# TASK GOAL:
In the entries below, find the line with "# mark one dot per instance, written like column 237, row" and the line with "# mark one dot per instance, written like column 38, row"; give again those lines and every line between them, exactly.

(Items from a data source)
*** Begin section ***
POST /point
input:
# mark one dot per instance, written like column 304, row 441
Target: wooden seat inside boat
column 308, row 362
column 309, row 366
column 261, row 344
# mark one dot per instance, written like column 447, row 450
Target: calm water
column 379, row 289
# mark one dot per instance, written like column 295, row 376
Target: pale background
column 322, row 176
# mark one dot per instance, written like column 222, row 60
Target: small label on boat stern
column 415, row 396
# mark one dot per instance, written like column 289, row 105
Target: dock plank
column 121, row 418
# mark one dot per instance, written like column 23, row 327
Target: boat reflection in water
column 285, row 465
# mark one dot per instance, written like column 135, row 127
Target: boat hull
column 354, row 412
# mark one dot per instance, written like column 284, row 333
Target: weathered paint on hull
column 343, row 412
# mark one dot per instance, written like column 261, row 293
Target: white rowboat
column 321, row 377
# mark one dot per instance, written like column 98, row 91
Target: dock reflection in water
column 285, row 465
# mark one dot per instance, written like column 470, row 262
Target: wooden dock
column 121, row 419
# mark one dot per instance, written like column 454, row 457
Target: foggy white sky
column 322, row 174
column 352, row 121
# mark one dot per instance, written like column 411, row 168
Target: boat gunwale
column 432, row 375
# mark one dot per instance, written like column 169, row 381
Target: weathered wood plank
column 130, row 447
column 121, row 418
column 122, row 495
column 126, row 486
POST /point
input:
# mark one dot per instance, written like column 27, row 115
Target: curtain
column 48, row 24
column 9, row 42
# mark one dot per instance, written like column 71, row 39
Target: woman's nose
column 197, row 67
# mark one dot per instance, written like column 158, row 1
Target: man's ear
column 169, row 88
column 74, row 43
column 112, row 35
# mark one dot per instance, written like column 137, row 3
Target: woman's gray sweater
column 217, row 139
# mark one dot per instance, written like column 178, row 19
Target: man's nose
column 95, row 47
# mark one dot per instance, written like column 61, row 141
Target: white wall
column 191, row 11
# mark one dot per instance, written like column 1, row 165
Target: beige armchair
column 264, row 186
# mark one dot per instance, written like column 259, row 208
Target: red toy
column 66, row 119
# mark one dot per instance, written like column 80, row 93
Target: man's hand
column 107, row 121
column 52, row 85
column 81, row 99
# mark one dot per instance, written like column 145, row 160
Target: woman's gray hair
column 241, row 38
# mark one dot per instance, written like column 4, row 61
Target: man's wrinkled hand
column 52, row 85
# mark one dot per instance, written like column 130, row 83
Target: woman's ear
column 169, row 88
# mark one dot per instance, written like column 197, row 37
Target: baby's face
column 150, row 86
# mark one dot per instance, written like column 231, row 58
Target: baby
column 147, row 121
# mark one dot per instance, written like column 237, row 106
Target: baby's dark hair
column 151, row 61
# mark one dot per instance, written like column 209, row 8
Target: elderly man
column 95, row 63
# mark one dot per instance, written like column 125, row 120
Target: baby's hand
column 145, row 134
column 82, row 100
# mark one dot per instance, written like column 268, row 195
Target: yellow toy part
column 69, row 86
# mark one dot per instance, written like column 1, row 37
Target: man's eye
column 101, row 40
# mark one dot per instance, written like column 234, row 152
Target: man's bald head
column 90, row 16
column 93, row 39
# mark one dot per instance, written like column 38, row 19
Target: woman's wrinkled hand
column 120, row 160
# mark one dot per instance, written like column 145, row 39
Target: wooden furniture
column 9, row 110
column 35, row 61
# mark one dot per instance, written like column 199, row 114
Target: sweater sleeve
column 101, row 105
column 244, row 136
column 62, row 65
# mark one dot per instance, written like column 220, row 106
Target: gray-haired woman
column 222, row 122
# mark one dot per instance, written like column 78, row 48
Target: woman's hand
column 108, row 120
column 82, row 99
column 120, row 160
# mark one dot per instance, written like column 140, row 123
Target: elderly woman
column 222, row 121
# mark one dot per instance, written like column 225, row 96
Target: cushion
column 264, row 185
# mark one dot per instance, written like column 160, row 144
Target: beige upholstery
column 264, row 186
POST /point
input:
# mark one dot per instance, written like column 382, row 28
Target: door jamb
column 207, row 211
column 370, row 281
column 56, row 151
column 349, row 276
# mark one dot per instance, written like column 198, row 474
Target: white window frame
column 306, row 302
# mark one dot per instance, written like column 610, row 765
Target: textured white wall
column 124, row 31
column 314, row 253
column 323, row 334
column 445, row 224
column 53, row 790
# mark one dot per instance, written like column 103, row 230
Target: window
*** End section ***
# SOLUTION FOR THIS EXERCISE:
# mark one dot per instance, written like column 237, row 106
Target: baby's dark hair
column 151, row 61
# mark one dot per instance, written like column 209, row 8
Target: elderly man
column 95, row 63
# mark one dot per instance, written like column 125, row 120
Target: baby's hand
column 145, row 134
column 82, row 100
# mark one dot per instance, written like column 268, row 195
Target: yellow toy part
column 69, row 86
# mark one dot per instance, written like column 1, row 37
Target: man's eye
column 101, row 40
# mark one dot per instance, written like column 234, row 152
Target: man's bald head
column 90, row 16
column 93, row 39
# mark one dot per instance, written like column 38, row 19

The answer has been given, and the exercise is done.